Write every entry out again exactly, please, and skip the pictures.

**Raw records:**
━━━━━━

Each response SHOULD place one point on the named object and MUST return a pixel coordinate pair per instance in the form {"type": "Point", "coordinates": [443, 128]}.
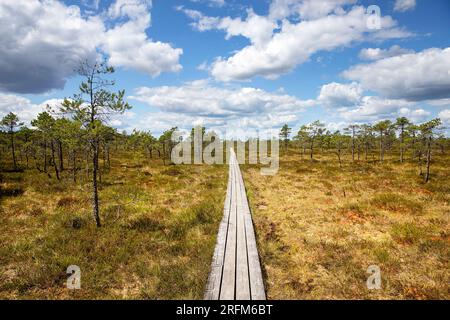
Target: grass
{"type": "Point", "coordinates": [157, 239]}
{"type": "Point", "coordinates": [319, 227]}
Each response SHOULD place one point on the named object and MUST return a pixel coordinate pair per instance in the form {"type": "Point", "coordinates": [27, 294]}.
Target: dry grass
{"type": "Point", "coordinates": [160, 225]}
{"type": "Point", "coordinates": [319, 227]}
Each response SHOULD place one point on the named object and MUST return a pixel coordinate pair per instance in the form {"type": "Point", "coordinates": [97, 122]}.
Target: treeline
{"type": "Point", "coordinates": [414, 142]}
{"type": "Point", "coordinates": [74, 138]}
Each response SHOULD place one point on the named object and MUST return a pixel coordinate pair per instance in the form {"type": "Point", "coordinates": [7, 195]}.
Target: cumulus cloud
{"type": "Point", "coordinates": [444, 115]}
{"type": "Point", "coordinates": [404, 5]}
{"type": "Point", "coordinates": [23, 107]}
{"type": "Point", "coordinates": [211, 3]}
{"type": "Point", "coordinates": [377, 53]}
{"type": "Point", "coordinates": [416, 76]}
{"type": "Point", "coordinates": [375, 108]}
{"type": "Point", "coordinates": [42, 42]}
{"type": "Point", "coordinates": [305, 9]}
{"type": "Point", "coordinates": [277, 47]}
{"type": "Point", "coordinates": [258, 29]}
{"type": "Point", "coordinates": [342, 95]}
{"type": "Point", "coordinates": [218, 107]}
{"type": "Point", "coordinates": [128, 45]}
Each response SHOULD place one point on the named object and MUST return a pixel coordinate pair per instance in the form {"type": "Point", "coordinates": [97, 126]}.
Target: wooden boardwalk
{"type": "Point", "coordinates": [235, 270]}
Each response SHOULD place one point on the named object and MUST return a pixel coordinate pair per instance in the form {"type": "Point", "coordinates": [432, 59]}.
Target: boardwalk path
{"type": "Point", "coordinates": [235, 270]}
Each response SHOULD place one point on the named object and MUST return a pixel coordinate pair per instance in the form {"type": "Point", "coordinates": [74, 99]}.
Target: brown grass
{"type": "Point", "coordinates": [157, 239]}
{"type": "Point", "coordinates": [319, 228]}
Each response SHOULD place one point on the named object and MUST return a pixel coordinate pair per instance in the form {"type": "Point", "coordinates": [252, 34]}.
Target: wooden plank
{"type": "Point", "coordinates": [254, 265]}
{"type": "Point", "coordinates": [235, 270]}
{"type": "Point", "coordinates": [215, 277]}
{"type": "Point", "coordinates": [242, 276]}
{"type": "Point", "coordinates": [227, 291]}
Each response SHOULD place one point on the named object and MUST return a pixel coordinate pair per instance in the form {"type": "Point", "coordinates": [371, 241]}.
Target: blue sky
{"type": "Point", "coordinates": [233, 65]}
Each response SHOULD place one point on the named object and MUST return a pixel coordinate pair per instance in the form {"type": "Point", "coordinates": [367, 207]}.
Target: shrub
{"type": "Point", "coordinates": [395, 202]}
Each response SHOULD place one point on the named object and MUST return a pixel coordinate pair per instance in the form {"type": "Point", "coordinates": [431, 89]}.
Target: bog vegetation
{"type": "Point", "coordinates": [74, 190]}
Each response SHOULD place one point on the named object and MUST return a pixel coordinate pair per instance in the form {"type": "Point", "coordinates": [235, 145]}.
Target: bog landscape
{"type": "Point", "coordinates": [121, 180]}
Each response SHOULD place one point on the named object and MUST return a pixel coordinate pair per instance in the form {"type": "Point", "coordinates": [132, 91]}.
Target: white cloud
{"type": "Point", "coordinates": [23, 107]}
{"type": "Point", "coordinates": [305, 9]}
{"type": "Point", "coordinates": [342, 95]}
{"type": "Point", "coordinates": [271, 54]}
{"type": "Point", "coordinates": [377, 53]}
{"type": "Point", "coordinates": [404, 5]}
{"type": "Point", "coordinates": [417, 115]}
{"type": "Point", "coordinates": [444, 115]}
{"type": "Point", "coordinates": [375, 108]}
{"type": "Point", "coordinates": [218, 108]}
{"type": "Point", "coordinates": [212, 3]}
{"type": "Point", "coordinates": [416, 76]}
{"type": "Point", "coordinates": [42, 42]}
{"type": "Point", "coordinates": [256, 28]}
{"type": "Point", "coordinates": [128, 45]}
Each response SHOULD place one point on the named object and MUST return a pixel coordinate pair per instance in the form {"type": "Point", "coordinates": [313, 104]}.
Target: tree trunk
{"type": "Point", "coordinates": [427, 176]}
{"type": "Point", "coordinates": [74, 167]}
{"type": "Point", "coordinates": [54, 160]}
{"type": "Point", "coordinates": [164, 153]}
{"type": "Point", "coordinates": [95, 206]}
{"type": "Point", "coordinates": [45, 155]}
{"type": "Point", "coordinates": [401, 145]}
{"type": "Point", "coordinates": [381, 147]}
{"type": "Point", "coordinates": [13, 150]}
{"type": "Point", "coordinates": [353, 145]}
{"type": "Point", "coordinates": [61, 156]}
{"type": "Point", "coordinates": [419, 161]}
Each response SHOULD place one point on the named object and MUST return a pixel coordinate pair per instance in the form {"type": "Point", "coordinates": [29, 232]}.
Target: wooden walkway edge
{"type": "Point", "coordinates": [235, 269]}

━━━━━━

**Result of this exercise:**
Each response SHOULD place one point on the named object and MUST return a pixel coordinate pair per instance in the form {"type": "Point", "coordinates": [443, 128]}.
Target: grass
{"type": "Point", "coordinates": [157, 239]}
{"type": "Point", "coordinates": [319, 227]}
Each response SHOULD place one point on the named object and MUST return a pixel coordinate pair per instance in the form {"type": "Point", "coordinates": [27, 294]}.
Target: dry grass
{"type": "Point", "coordinates": [160, 225]}
{"type": "Point", "coordinates": [319, 227]}
Each response SHOULD place one point on the named object and MUST return a pixel coordinate pair per instance in the form {"type": "Point", "coordinates": [97, 122]}.
Target: treeline
{"type": "Point", "coordinates": [414, 142]}
{"type": "Point", "coordinates": [74, 138]}
Each response SHOULD place one point on the named object and MUST return a pixel coordinate pair per instance in the form {"type": "Point", "coordinates": [7, 195]}.
Target: cumulus cloud
{"type": "Point", "coordinates": [444, 115]}
{"type": "Point", "coordinates": [404, 5]}
{"type": "Point", "coordinates": [23, 107]}
{"type": "Point", "coordinates": [211, 3]}
{"type": "Point", "coordinates": [377, 53]}
{"type": "Point", "coordinates": [416, 76]}
{"type": "Point", "coordinates": [375, 108]}
{"type": "Point", "coordinates": [42, 42]}
{"type": "Point", "coordinates": [305, 9]}
{"type": "Point", "coordinates": [277, 47]}
{"type": "Point", "coordinates": [258, 29]}
{"type": "Point", "coordinates": [342, 95]}
{"type": "Point", "coordinates": [218, 107]}
{"type": "Point", "coordinates": [128, 45]}
Each response SHOULD place one point on the named object and MUST return a pixel coordinate pair per instance in the form {"type": "Point", "coordinates": [97, 126]}.
Target: wooden boardwalk
{"type": "Point", "coordinates": [235, 270]}
Each response SHOULD place one point on the named object and MUST return a pixel coordinate pair per instance in the form {"type": "Point", "coordinates": [432, 59]}.
Target: boardwalk path
{"type": "Point", "coordinates": [235, 270]}
Each response SHOULD place one point on the named object and MUST return a pixel coordinate pair per instance in the form {"type": "Point", "coordinates": [74, 99]}.
Target: brown grass
{"type": "Point", "coordinates": [157, 239]}
{"type": "Point", "coordinates": [319, 228]}
Each response SHOULD place one point on the named object and MUST return a pixel coordinate pair per instance in the form {"type": "Point", "coordinates": [252, 34]}.
Target: wooden plank
{"type": "Point", "coordinates": [254, 265]}
{"type": "Point", "coordinates": [235, 270]}
{"type": "Point", "coordinates": [215, 277]}
{"type": "Point", "coordinates": [242, 276]}
{"type": "Point", "coordinates": [227, 291]}
Each response SHOULD place one point on the named object and MUST return a pixel coordinate pair per instance in the form {"type": "Point", "coordinates": [371, 241]}.
Target: blue sky
{"type": "Point", "coordinates": [233, 65]}
Each response SHOULD place one point on the named object and MUST return a pixel coordinate pair per instance in the form {"type": "Point", "coordinates": [367, 207]}.
Target: shrub
{"type": "Point", "coordinates": [395, 202]}
Each response SHOULD place one point on the named object and MUST return a pixel coordinate pair per instance in the form {"type": "Point", "coordinates": [431, 89]}.
Target: bog vegetation
{"type": "Point", "coordinates": [74, 190]}
Each response SHOULD place one point on the named object and MUST return a pixel coordinate pair per instance in the form {"type": "Point", "coordinates": [235, 145]}.
Target: bog landscape
{"type": "Point", "coordinates": [121, 180]}
Each response SHOULD place one point on the named object and MUST return a pixel coordinate pair per instance in the form {"type": "Point", "coordinates": [132, 91]}.
Target: white cloud
{"type": "Point", "coordinates": [23, 107]}
{"type": "Point", "coordinates": [305, 9]}
{"type": "Point", "coordinates": [342, 95]}
{"type": "Point", "coordinates": [271, 54]}
{"type": "Point", "coordinates": [377, 53]}
{"type": "Point", "coordinates": [404, 5]}
{"type": "Point", "coordinates": [417, 115]}
{"type": "Point", "coordinates": [444, 115]}
{"type": "Point", "coordinates": [375, 108]}
{"type": "Point", "coordinates": [218, 108]}
{"type": "Point", "coordinates": [212, 3]}
{"type": "Point", "coordinates": [416, 76]}
{"type": "Point", "coordinates": [42, 42]}
{"type": "Point", "coordinates": [256, 28]}
{"type": "Point", "coordinates": [128, 45]}
Each response SHOULD place one point on the named object and MUST return a pixel coordinate pair per instance in the form {"type": "Point", "coordinates": [313, 104]}.
Target: tree trunk
{"type": "Point", "coordinates": [427, 176]}
{"type": "Point", "coordinates": [74, 167]}
{"type": "Point", "coordinates": [54, 160]}
{"type": "Point", "coordinates": [164, 153]}
{"type": "Point", "coordinates": [95, 206]}
{"type": "Point", "coordinates": [45, 155]}
{"type": "Point", "coordinates": [401, 145]}
{"type": "Point", "coordinates": [381, 147]}
{"type": "Point", "coordinates": [13, 150]}
{"type": "Point", "coordinates": [353, 145]}
{"type": "Point", "coordinates": [61, 156]}
{"type": "Point", "coordinates": [419, 161]}
Each response SHOULD place one point on the named object and MUST return a pixel coordinate pair per instance in the form {"type": "Point", "coordinates": [29, 232]}.
Target: wooden walkway edge
{"type": "Point", "coordinates": [235, 269]}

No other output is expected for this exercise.